• ОТРЫВОК
А воспитанник Иван Захаров говорит о «примерной прямоте и правоте» характера младшего из братьев Кустодиевых: «В силу этого он всегда беспристрастно относился ко всему, соглашался только с тем, что ясно и твердо признавал правильным и истинным и не стеснялся высказываться против всякого мнения, которое казалось ему малоосновательным и ложным».
Отец ректор был, конечно, прав, когда сокрушался, что Михаил Лукич не успел поделиться своим — духовным — богатством с собственными детьми (даже его дочерям было восемь и шесть лет, не говоря уж о полуторагодовалом Борисе).
Однако, внимательно ознакомившись с произнесенными над гробом речами, нельзя не задуматься: а не осталось ли все-таки в опустевшем, осиротелом доме Кустодиевых некое «эхо» этого угасшего существования, нечто, выражаясь слогом ректорской речи, «не подвергающееся тлению, повреждению и уничтожению», — хотя бы та «прямота и правота», с которой будут вести себя мать художника, Екатерина Прохоровна, и ее подрастающие дети в труднейших обстоятельствах?
Размышляя о творческой судьбе Бориса Михайловича Кустодиева, хочется возможно полнее восстановить «родословную» этого большого русского таланта, его глубоко уходящие в родную землю корни.
С младенческих лет Боря Кустодиев рос и воспитывался в простонародных русских традициях. И здесь немалая роль принадлежала самой патриархальной в семействе Кустодиевых фигуре — Прасковье Васильевне Дроздовой, из крепостных крестьян. В прошлом она вынянчила Екатерину Прохоровну, а теперь помогала ей подымать сирот. Эта красивая высокая старуха была уже фактически не прислугой, а давнишним членом семьи, с «правом голоса»; могла и хозяйке выговор за неэкономность сделать, и детям задать головомойку: как-никак все четверо прошли через ее руки. И ушла-то на покой и умерла она, кажется, лишь тогда, когда ее труды стали уже менее нужны: птенцы разлетались из родного дома и даже самому младшему, Михаилу, было восемнадцать лет. Борис Кустодиев отозвался на ее смерть с глубокой грустью, а впоследствии Вс. Воинов, явно с его слов, записал, что Прасковье Васильевне художник «многим обязан в смысле любви к простому русскому человеку».

• ЗАДАНИЯ
(1) Ответьте коротко на вопросы по отрывку о Кустодиевых:
(a) Как зовут воспитанника, который говорит о «примерной прямоте и правоте» характера младшего из братьев Кустодиевых?
(b) Сколько лет было дочерям Михаила Лукича?
(c) Из какого сословия происходила Прасковья Васильевна Дроздова?
(2) Продолжите отрывок о Кустодиевых, начав сразу после его последнего предложения.

• ИЗВЛЕЧЁННЫЙ ПЕРЕЧЕНЬ

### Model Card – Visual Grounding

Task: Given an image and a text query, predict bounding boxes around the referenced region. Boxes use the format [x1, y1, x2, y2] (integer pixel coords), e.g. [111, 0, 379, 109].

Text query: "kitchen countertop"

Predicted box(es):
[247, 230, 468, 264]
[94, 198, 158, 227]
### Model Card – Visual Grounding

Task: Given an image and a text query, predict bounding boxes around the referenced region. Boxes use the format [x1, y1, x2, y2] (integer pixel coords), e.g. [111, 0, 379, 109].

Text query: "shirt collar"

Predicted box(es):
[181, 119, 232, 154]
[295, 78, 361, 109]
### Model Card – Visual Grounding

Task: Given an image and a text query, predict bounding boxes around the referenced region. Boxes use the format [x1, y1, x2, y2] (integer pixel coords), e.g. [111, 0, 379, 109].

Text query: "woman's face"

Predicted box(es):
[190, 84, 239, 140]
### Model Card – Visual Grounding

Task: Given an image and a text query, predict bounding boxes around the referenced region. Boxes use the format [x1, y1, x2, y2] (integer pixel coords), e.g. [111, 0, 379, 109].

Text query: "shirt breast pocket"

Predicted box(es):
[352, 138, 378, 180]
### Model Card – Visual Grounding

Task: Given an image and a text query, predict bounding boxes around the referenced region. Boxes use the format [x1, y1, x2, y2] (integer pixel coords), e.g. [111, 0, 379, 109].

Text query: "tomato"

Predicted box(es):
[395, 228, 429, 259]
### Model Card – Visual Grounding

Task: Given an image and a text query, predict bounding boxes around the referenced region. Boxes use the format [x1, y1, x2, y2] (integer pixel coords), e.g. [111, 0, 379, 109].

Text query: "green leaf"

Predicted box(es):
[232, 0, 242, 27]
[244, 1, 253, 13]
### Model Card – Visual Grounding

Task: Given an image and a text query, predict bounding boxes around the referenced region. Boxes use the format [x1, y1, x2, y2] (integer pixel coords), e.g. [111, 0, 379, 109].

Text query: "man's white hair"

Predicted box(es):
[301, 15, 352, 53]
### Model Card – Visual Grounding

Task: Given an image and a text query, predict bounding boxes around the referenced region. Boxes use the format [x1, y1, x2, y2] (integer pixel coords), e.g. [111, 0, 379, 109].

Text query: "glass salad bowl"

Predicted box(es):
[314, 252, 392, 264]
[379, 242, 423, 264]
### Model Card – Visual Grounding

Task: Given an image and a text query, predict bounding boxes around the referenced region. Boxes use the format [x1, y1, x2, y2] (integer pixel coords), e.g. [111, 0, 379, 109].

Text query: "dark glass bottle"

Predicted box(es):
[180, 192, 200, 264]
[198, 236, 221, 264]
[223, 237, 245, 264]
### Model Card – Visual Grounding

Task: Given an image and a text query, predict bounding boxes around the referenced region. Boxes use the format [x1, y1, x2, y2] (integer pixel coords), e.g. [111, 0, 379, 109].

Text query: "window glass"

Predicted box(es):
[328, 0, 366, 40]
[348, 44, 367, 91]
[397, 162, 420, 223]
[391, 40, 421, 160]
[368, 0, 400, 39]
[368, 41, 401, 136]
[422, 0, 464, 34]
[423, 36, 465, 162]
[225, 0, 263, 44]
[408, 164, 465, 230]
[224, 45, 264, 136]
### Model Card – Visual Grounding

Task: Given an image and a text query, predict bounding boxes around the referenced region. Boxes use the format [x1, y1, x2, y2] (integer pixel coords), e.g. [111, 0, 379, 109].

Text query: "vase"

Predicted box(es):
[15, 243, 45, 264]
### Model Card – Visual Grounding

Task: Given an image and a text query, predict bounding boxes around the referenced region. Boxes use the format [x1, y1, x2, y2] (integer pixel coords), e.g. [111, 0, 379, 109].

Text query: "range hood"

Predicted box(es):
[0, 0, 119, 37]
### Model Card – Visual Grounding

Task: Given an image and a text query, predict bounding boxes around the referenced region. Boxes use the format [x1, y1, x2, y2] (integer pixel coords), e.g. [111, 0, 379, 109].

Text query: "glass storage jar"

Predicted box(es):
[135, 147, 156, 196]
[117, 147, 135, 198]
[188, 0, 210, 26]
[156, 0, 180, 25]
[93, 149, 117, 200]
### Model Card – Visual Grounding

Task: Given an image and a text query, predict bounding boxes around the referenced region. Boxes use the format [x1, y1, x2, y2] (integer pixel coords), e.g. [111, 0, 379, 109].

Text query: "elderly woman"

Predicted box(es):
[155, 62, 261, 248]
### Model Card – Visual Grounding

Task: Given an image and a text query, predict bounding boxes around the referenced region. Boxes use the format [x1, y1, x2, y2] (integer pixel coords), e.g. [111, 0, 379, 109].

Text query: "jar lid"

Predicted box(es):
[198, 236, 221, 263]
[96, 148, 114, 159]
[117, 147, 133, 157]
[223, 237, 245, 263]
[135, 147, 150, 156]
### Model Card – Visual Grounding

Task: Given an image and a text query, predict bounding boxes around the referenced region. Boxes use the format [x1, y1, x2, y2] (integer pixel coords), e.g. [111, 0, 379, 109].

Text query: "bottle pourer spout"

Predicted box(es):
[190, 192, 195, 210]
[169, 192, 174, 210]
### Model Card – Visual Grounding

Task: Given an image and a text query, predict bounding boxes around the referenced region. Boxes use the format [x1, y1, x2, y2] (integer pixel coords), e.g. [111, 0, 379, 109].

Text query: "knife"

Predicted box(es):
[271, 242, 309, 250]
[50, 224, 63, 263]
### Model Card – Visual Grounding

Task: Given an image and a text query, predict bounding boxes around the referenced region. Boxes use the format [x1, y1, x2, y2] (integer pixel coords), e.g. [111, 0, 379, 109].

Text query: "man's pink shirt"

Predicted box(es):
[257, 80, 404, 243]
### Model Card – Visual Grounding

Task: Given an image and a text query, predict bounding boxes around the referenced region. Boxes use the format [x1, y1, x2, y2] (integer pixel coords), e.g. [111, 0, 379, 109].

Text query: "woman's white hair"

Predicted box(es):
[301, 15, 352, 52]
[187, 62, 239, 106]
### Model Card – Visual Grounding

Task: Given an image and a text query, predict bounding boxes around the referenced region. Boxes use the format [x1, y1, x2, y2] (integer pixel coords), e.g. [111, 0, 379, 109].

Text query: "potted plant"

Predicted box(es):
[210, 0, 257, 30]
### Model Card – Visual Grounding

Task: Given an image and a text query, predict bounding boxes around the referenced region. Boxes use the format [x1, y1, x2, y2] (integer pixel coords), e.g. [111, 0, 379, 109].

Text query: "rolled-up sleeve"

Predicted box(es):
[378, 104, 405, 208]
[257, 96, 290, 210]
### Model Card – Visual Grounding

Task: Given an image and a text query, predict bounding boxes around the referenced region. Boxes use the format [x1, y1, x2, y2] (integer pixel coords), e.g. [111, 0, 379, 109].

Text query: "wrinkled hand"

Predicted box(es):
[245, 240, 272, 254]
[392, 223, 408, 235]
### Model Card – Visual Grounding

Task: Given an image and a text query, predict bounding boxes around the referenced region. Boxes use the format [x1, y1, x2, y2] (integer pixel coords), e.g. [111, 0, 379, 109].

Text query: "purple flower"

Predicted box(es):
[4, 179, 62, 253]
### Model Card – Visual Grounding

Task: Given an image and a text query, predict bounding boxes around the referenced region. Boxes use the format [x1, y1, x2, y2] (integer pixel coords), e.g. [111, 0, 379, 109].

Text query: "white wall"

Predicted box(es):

• ОТВЕТЫ
(1)
(a) Иван Захаров.
(b) Восемь и шесть лет.
(c) Из крепостных крестьян.

(2)
Пенсия, которую получала Екатерина Прохоровна, была невелика — пятьдесят рублей, да и та, когда дети достигали определенных лет, все уменьшалась и уменьшалась, сократившись в конце концов ровно наполовину.
Грустно и трогательно читать письмо «главы семьи» к дочери Екатерине, учившейся на курсах в Петербурге: «Ничего, Котик милая, не могу тебе прислать, очень уж у меня тонко и круто в финансовом отношении; квартира меня подшибла, а очень бы хотелось побаловать тебя чем-нибудь».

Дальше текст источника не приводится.